**Work to complete**. Please print each entry below exactly as it reads.

**Exercise input**.

################

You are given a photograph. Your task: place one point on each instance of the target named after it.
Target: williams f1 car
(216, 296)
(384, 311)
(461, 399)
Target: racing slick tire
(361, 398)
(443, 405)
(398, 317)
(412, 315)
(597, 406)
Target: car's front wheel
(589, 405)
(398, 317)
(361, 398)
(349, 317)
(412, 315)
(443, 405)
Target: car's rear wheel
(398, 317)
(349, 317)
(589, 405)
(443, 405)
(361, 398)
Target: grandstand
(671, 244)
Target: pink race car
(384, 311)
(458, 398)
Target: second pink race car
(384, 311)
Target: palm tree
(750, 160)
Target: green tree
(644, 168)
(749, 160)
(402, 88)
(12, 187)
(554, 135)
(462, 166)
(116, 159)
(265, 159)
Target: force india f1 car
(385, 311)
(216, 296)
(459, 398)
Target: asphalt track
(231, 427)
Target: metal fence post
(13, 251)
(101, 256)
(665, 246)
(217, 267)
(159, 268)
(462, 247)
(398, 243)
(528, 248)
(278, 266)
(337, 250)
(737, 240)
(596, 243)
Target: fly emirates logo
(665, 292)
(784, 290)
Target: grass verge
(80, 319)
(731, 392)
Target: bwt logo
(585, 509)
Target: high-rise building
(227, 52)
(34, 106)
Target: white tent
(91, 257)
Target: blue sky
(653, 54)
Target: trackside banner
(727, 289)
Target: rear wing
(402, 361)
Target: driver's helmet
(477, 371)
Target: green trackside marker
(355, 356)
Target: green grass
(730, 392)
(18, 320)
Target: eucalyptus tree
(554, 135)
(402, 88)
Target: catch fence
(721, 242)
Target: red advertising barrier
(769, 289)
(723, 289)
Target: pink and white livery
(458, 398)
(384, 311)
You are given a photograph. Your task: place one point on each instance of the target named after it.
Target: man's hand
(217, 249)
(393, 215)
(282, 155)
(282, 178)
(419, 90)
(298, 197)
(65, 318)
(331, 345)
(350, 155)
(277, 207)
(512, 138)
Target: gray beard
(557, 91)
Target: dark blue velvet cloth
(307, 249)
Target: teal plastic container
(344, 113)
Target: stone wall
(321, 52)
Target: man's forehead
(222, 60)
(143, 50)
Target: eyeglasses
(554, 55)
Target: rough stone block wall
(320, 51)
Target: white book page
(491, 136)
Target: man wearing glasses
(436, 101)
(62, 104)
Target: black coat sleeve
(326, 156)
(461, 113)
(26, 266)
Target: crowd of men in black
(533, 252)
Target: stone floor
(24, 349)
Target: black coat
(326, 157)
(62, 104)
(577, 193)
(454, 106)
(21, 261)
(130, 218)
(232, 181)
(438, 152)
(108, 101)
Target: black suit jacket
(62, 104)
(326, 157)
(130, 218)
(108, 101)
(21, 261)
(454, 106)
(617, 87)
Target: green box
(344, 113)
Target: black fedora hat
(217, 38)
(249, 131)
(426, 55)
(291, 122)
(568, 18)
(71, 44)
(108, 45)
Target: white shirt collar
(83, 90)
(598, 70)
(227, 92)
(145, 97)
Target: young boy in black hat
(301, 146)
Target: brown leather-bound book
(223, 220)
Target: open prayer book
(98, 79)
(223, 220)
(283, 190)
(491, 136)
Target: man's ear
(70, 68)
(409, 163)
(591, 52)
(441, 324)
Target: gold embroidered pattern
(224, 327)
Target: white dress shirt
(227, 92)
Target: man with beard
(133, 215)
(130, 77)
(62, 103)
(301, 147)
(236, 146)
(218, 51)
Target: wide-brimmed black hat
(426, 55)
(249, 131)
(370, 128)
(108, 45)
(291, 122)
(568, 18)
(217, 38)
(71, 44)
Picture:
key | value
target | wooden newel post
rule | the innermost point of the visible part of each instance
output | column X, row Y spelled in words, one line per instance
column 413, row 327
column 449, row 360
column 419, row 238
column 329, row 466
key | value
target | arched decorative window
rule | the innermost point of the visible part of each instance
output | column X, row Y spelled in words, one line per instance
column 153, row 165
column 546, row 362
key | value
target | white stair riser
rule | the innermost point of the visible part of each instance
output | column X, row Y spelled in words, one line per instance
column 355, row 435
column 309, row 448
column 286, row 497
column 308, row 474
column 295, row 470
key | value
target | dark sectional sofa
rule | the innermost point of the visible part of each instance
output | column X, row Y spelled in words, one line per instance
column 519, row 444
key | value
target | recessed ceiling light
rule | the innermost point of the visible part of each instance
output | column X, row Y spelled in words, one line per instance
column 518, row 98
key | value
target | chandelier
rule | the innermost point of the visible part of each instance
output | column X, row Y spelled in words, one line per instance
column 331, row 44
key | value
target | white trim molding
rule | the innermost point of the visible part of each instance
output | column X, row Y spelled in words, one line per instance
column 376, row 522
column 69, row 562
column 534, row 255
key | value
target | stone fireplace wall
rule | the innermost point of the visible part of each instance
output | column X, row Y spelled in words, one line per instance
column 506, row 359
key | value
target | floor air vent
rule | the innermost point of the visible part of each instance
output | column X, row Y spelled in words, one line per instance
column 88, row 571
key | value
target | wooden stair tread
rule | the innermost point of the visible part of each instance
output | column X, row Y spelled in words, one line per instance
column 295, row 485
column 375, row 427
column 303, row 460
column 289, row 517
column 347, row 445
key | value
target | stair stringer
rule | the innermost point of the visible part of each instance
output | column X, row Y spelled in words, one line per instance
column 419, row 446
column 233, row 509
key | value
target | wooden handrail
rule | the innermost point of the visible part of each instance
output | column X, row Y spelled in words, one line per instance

################

**Your response**.
You are given a photograph. Your task: place one point on each instance of the target named after it.
Target: williams f1 car
(216, 296)
(384, 311)
(461, 399)
Target: racing slick tire
(361, 398)
(443, 405)
(398, 317)
(412, 315)
(597, 406)
Target: car's front wheel
(589, 405)
(398, 317)
(361, 398)
(349, 317)
(412, 315)
(443, 405)
Target: car's rear wheel
(398, 317)
(349, 317)
(589, 405)
(443, 405)
(361, 398)
Target: grandstand
(671, 244)
Target: pink race car
(384, 311)
(458, 398)
Target: second pink race car
(384, 311)
Target: palm tree
(750, 160)
Target: green tree
(644, 168)
(749, 160)
(402, 88)
(12, 187)
(554, 135)
(462, 166)
(116, 159)
(265, 159)
Target: force india f1 car
(385, 311)
(216, 296)
(459, 398)
Target: asphalt track
(231, 427)
Target: metal fence post
(13, 251)
(101, 256)
(665, 246)
(217, 267)
(159, 268)
(462, 247)
(398, 243)
(528, 248)
(278, 266)
(337, 250)
(737, 240)
(596, 243)
Target: fly emirates logo
(665, 292)
(784, 290)
Target: grass verge
(80, 319)
(731, 392)
Target: bwt logo
(585, 509)
Target: high-rise building
(227, 52)
(34, 106)
Target: white tent
(91, 257)
Target: blue sky
(653, 54)
Target: trackside banner
(727, 289)
Target: rear wing
(402, 361)
Target: driver's helmet
(477, 371)
Target: green trackside marker
(355, 356)
Target: green grass
(730, 392)
(18, 320)
Target: eucalyptus tree
(554, 135)
(402, 88)
Target: catch fence
(721, 242)
Target: red advertising barrier
(769, 289)
(723, 289)
Target: pink and white livery
(458, 398)
(384, 311)
You are given a photograph. Your task: place one point on each instance of the target named after it.
Target: man's hand
(217, 249)
(393, 215)
(282, 155)
(282, 178)
(419, 90)
(298, 197)
(65, 318)
(331, 345)
(350, 155)
(277, 207)
(512, 138)
Target: gray beard
(557, 91)
Target: dark blue velvet cloth
(307, 249)
Target: teal plastic container
(344, 113)
Target: stone wall
(321, 52)
Target: man's forehead
(222, 60)
(143, 50)
Target: eyeglasses
(554, 55)
Target: rough stone block wall
(320, 51)
Target: white book page
(491, 136)
Target: man wearing glasses
(436, 101)
(62, 104)
Target: black coat sleeve
(326, 156)
(461, 113)
(26, 266)
Target: crowd of men in black
(533, 252)
Target: stone floor
(24, 349)
Target: black coat
(326, 157)
(62, 104)
(577, 193)
(454, 106)
(21, 261)
(130, 218)
(232, 181)
(438, 152)
(108, 101)
Target: black suit jacket
(62, 104)
(326, 157)
(130, 218)
(108, 101)
(21, 261)
(454, 106)
(617, 87)
Target: green box
(344, 113)
Target: black fedora hat
(217, 38)
(249, 131)
(426, 55)
(291, 122)
(568, 18)
(71, 44)
(108, 45)
Target: white shirt collar
(83, 90)
(598, 70)
(227, 92)
(145, 97)
Target: young boy in black hat
(301, 146)
Target: brown leather-bound book
(223, 220)
Target: open prayer book
(98, 79)
(223, 220)
(283, 190)
(491, 136)
Target: man's ear
(70, 68)
(409, 163)
(591, 52)
(441, 324)
Target: gold embroidered pattern
(224, 327)
Target: white dress shirt
(227, 92)
Target: man with beard
(133, 215)
(130, 77)
(62, 103)
(301, 147)
(236, 146)
(218, 51)
Target: wide-brimmed black hat
(426, 55)
(249, 131)
(370, 128)
(108, 45)
(291, 122)
(568, 18)
(217, 38)
(71, 44)
Picture:
key | value
target | wooden newel post
rule | the innermost point of the visible part of each instance
output | column X, row Y spelled in words, one line per instance
column 413, row 327
column 449, row 360
column 419, row 238
column 329, row 466
key | value
target | arched decorative window
rule | the innermost point of the visible part of each instance
output | column X, row Y spelled in words, one line per instance
column 153, row 165
column 546, row 362
key | value
target | white stair riser
rule | the innermost point of the visible part of each instance
output | column X, row Y spelled in words, one line per instance
column 355, row 435
column 309, row 448
column 286, row 497
column 308, row 474
column 295, row 470
key | value
target | dark sectional sofa
rule | the innermost point of the visible part of each instance
output | column X, row Y spelled in words, one line per instance
column 519, row 444
key | value
target | recessed ceiling light
rule | the innermost point of the visible part of each instance
output | column X, row Y spelled in words, one line per instance
column 518, row 98
key | value
target | chandelier
rule | the innermost point of the visible part of each instance
output | column X, row Y spelled in words, one line per instance
column 331, row 44
key | value
target | white trim molding
rule | the innermost point of the visible part of each instance
output | column X, row Y spelled in words, one line per instance
column 376, row 522
column 69, row 562
column 534, row 255
key | value
target | stone fireplace wall
rule | the innermost point of the visible part of each instance
output | column X, row Y spelled in words, one line per instance
column 506, row 359
key | value
target | floor air vent
rule | the innermost point of the visible part of each instance
output | column X, row Y spelled in words, one line per instance
column 88, row 571
key | value
target | wooden stair tread
rule | the innermost point of the visible part of each instance
output | column X, row Y spelled in words, one line per instance
column 295, row 485
column 375, row 427
column 303, row 460
column 289, row 517
column 347, row 445
key | value
target | stair stringer
rule | the innermost point of the visible part of each instance
output | column X, row Y spelled in words, one line per instance
column 419, row 446
column 233, row 509
key | value
target | wooden handrail
rule | the innermost point of the visible part of each instance
output | column X, row Y spelled in words, one line per instance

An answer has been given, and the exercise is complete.